> [EXERCISE GOAL]: Return every record exactly as written.

> [RECORDS PROVIDED]:

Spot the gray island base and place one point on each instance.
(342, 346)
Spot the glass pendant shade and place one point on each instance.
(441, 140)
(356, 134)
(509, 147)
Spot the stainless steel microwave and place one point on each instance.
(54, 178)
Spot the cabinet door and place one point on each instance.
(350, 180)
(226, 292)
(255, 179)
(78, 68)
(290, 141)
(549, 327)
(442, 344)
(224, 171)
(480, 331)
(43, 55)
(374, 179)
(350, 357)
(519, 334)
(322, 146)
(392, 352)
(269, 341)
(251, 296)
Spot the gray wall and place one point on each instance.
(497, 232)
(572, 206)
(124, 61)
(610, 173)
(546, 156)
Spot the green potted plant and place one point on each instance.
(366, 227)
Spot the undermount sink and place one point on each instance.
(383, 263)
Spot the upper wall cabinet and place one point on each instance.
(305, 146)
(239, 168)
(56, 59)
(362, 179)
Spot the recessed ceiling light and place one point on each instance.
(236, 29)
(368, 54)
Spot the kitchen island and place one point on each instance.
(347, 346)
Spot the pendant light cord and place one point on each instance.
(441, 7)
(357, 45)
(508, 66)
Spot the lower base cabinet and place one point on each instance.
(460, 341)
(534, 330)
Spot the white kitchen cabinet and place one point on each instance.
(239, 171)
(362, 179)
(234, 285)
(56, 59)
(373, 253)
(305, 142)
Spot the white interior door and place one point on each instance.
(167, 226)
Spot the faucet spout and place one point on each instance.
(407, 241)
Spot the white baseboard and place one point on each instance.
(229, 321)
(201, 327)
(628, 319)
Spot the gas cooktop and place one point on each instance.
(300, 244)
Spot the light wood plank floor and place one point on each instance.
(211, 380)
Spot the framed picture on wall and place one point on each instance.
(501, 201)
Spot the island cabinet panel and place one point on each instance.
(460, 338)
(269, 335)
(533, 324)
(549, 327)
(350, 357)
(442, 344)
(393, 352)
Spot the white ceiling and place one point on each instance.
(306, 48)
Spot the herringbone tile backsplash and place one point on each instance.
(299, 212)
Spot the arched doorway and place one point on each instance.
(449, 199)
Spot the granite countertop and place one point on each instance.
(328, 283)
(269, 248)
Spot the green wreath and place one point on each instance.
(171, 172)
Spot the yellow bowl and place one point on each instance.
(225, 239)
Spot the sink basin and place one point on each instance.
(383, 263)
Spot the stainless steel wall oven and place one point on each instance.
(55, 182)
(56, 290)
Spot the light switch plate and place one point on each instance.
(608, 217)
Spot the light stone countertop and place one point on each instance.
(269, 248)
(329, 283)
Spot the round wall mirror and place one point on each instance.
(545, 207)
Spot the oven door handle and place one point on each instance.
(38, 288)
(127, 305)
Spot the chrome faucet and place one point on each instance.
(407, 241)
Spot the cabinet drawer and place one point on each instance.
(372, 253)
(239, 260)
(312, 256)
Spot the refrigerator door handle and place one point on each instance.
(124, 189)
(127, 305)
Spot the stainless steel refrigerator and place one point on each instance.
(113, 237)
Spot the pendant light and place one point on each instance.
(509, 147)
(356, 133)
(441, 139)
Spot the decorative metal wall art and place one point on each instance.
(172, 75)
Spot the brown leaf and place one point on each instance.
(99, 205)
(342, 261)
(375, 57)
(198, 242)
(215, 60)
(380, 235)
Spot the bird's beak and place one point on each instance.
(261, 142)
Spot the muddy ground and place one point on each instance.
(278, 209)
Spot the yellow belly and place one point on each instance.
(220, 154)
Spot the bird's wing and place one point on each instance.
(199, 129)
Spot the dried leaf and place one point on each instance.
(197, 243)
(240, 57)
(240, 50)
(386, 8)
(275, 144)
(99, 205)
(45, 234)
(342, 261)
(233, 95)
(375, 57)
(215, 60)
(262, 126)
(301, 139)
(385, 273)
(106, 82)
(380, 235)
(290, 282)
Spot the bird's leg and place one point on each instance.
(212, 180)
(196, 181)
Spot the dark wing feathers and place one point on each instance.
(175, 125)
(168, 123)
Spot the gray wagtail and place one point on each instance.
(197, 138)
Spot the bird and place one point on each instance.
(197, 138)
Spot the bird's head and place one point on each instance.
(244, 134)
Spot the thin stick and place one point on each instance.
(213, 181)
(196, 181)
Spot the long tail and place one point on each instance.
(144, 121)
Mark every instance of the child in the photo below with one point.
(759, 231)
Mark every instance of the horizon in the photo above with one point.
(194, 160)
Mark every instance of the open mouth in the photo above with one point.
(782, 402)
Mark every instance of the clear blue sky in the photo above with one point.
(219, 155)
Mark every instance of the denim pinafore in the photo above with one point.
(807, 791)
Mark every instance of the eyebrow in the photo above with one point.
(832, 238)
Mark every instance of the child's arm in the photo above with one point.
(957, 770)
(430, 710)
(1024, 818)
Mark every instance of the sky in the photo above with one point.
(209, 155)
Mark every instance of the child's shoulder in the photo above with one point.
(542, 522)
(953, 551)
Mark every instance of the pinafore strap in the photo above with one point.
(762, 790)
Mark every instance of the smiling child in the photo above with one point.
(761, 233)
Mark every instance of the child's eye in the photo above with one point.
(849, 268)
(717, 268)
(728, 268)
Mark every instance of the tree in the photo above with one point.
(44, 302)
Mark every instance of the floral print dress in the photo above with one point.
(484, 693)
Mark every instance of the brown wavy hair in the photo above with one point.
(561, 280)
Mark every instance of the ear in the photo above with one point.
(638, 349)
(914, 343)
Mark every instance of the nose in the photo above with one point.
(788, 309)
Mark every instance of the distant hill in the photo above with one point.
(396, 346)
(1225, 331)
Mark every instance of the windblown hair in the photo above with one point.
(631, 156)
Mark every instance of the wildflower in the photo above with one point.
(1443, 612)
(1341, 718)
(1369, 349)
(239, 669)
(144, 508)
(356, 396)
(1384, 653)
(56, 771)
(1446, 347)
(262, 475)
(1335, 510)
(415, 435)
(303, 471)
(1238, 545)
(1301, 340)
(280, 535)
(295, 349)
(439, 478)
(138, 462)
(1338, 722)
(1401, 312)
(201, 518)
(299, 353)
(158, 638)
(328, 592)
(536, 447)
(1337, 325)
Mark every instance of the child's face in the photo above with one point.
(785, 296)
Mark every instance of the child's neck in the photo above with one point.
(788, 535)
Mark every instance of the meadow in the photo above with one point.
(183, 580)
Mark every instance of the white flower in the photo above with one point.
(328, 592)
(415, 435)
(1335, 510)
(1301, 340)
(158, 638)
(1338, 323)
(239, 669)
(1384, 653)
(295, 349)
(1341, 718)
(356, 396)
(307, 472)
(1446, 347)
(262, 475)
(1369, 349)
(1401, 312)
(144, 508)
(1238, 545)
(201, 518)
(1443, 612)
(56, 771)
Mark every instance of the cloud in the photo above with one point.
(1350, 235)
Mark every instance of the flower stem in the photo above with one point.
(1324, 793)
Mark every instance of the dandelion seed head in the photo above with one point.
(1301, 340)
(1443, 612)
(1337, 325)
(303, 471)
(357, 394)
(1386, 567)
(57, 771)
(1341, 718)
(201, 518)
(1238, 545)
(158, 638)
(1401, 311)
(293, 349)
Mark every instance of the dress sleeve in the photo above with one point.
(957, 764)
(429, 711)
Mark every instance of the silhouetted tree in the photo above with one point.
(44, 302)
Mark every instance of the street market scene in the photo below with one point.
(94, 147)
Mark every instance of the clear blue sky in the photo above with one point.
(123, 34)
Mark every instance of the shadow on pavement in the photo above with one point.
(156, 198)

> [ANSWER FOR THE TASK]:
Spot the gray island base and place one point on each instance.
(342, 346)
Spot the glass pendant shade and place one point on each instance.
(441, 140)
(356, 134)
(509, 147)
Spot the stainless steel microwave and place one point on each instance.
(54, 178)
Spot the cabinet door and place one point on each instance.
(350, 180)
(226, 292)
(255, 179)
(78, 68)
(290, 141)
(549, 327)
(442, 344)
(224, 171)
(480, 331)
(43, 55)
(374, 179)
(350, 357)
(519, 334)
(322, 146)
(392, 352)
(269, 341)
(251, 296)
Spot the gray wall and place one point on each instance.
(497, 232)
(572, 206)
(124, 61)
(610, 173)
(546, 156)
Spot the green potted plant and place one point on each instance.
(366, 227)
Spot the undermount sink and place one point on each instance.
(383, 263)
Spot the upper wall cabinet and place one point on each instance.
(305, 146)
(239, 168)
(56, 59)
(362, 179)
Spot the recessed ceiling light and place one point on each instance.
(236, 29)
(368, 54)
Spot the kitchen island and place one point on each instance.
(347, 346)
Spot the pendant light cord and place one point on each instance.
(441, 7)
(357, 45)
(508, 66)
Spot the lower base cabinet and place one point on each instance.
(460, 341)
(534, 330)
Spot the white kitchen cabinet and place one point on each instance.
(239, 171)
(362, 179)
(234, 285)
(56, 59)
(373, 253)
(305, 142)
Spot the white interior door and place one point on each instance.
(167, 226)
Spot the faucet spout and place one point on each instance.
(407, 241)
Spot the white baseboard and place one point on each instance.
(229, 321)
(201, 327)
(628, 319)
Spot the gas cooktop and place one point on each instance.
(300, 244)
Spot the light wood plank floor and place one point on each instance.
(211, 380)
Spot the framed picture on wall and place one point on each instance.
(501, 201)
Spot the island cabinet panel and place one point on each instance.
(460, 338)
(269, 335)
(533, 324)
(549, 327)
(350, 357)
(442, 344)
(393, 352)
Spot the white ceiling and place one point on each instance.
(306, 48)
Spot the herringbone tile backsplash and place one point on each instance.
(299, 212)
Spot the arched doorway and place one point on each instance.
(449, 199)
Spot the granite countertop and place one point on each instance.
(328, 283)
(269, 248)
Spot the green wreath and place one point on each instance.
(171, 172)
Spot the yellow bowl and place one point on each instance.
(225, 239)
Spot the sink basin and place one point on each instance.
(383, 263)
Spot the stainless steel wall oven and place one point on each instance.
(55, 182)
(56, 290)
Spot the light switch plate and place one point on each instance.
(608, 217)
Spot the light stone countertop and place one point on each instance.
(269, 248)
(329, 283)
Spot the round wall mirror and place one point on each instance.
(545, 207)
Spot the oven door handle and place one point on each instance.
(38, 288)
(127, 305)
Spot the chrome faucet and place one point on each instance.
(407, 241)
Spot the cabinet drawer and place one point on each instance.
(372, 253)
(239, 260)
(312, 256)
Spot the refrigerator door handle and place one point on each instance.
(124, 189)
(127, 305)
Spot the stainless steel refrigerator and place one point on each instance.
(113, 237)
Spot the pendant light and place one point on each instance.
(509, 147)
(356, 133)
(441, 139)
Spot the decorative metal wall art and place one point on each instance.
(172, 75)
Spot the brown leaf and place one point on each instance.
(99, 205)
(342, 261)
(375, 57)
(198, 242)
(215, 60)
(380, 235)
Spot the bird's beak and place one point on each instance.
(261, 142)
Spot the muddy ground and place one point on each instance.
(278, 209)
Spot the yellow belly and place one point on each instance.
(220, 154)
Spot the bird's wing and place one point on each instance.
(199, 129)
Spot the dried leaf and place one point on each instance.
(197, 243)
(240, 57)
(240, 50)
(386, 8)
(275, 144)
(99, 205)
(45, 234)
(342, 261)
(233, 95)
(375, 57)
(215, 60)
(262, 126)
(301, 139)
(385, 273)
(106, 82)
(380, 235)
(290, 282)
Spot the bird's leg and place one point on each instance.
(212, 180)
(196, 181)
Spot the dark wing feathers and place one point on each instance.
(175, 125)
(168, 123)
Spot the gray wagtail and place one point on each instance.
(197, 138)
Spot the bird and place one point on each instance.
(197, 138)
Spot the bird's head and place one point on each instance.
(244, 134)
Spot the thin stick and place one point on each instance.
(213, 181)
(196, 181)
Spot the long tail and place one point on each instance.
(144, 121)
Mark every instance of the child in the photo below with one point.
(759, 231)
Mark every instance of the horizon in the photo above with one point.
(194, 160)
Mark every instance of the open mouth in the photo above with one point.
(782, 402)
Mark every instance of the clear blue sky in the photo above with one point.
(219, 155)
Mark every instance of the denim pinafore in the photo above with one point.
(807, 791)
Mark every instance of the eyebrow in the photo above with one point.
(832, 238)
Mark every instance of the child's arm in the photo above with one point.
(957, 770)
(430, 710)
(1024, 818)
Mark every instance of the sky in the photo above with one point.
(209, 155)
Mark every instance of the child's shoulder in the photo above with one point.
(542, 522)
(953, 551)
Mark every instance of the pinafore strap in the photo above with one point.
(762, 790)
Mark every instance of the smiling child in the photo above with one point.
(761, 233)
Mark every instance of the child's eye in the photo above with one point.
(849, 268)
(717, 268)
(728, 268)
Mark every instance of the tree in the photo above with one point.
(44, 302)
Mark every instance of the floral print dress in the photo above with one point.
(484, 693)
Mark every instance of the brown wavy hair in the photo above with one point.
(561, 280)
Mark every instance of the ear in the photo above with one point.
(638, 349)
(914, 343)
Mark every instance of the nose in the photo above with one point.
(788, 309)
Mark every instance of the distant hill in the photo above with one point.
(396, 346)
(1225, 331)
Mark every instance of the windblown hair in the photo above with one point.
(631, 156)
Mark every instance of the wildflower in the photo above with one point.
(1443, 612)
(1341, 718)
(1369, 349)
(239, 669)
(144, 508)
(356, 396)
(1384, 653)
(56, 771)
(1446, 347)
(262, 475)
(1335, 510)
(415, 435)
(303, 471)
(1238, 545)
(1301, 340)
(280, 535)
(295, 349)
(439, 478)
(138, 462)
(1338, 722)
(1401, 312)
(201, 518)
(299, 353)
(158, 638)
(328, 592)
(536, 447)
(1337, 325)
Mark every instance of the child's face in the photo above with one point.
(785, 296)
Mark every instance of the child's neck in the photo above with one point.
(788, 535)
Mark every instance of the meadow in the photo above with one point.
(183, 580)
Mark every instance of the white flower in the photo above with one point.
(328, 592)
(415, 435)
(1335, 510)
(1301, 340)
(158, 638)
(1338, 323)
(239, 669)
(1384, 653)
(295, 349)
(1341, 718)
(356, 396)
(307, 472)
(1446, 347)
(262, 475)
(1369, 349)
(1401, 312)
(144, 508)
(1238, 545)
(201, 518)
(1443, 612)
(56, 771)
Mark every instance of the cloud in the photo above with one point.
(1350, 235)
Mark every instance of the flower stem in the photo above with one point.
(1324, 793)
Mark every instance of the dandelion seed head in the photo above with one point.
(1301, 340)
(1443, 612)
(1337, 325)
(303, 471)
(357, 394)
(1386, 567)
(57, 771)
(1341, 718)
(201, 518)
(1238, 545)
(158, 638)
(1401, 311)
(293, 349)
Mark every instance of the dress sleeve in the photo above with one point.
(957, 764)
(429, 711)
Mark every instance of the silhouetted tree in the photo above with one point.
(44, 302)
Mark every instance of the street market scene in the photo below with one point.
(94, 147)
Mark every instance of the clear blue sky in the photo above with one point.
(123, 34)
Mark every instance of the shadow on pavement in the photo above with one point.
(156, 198)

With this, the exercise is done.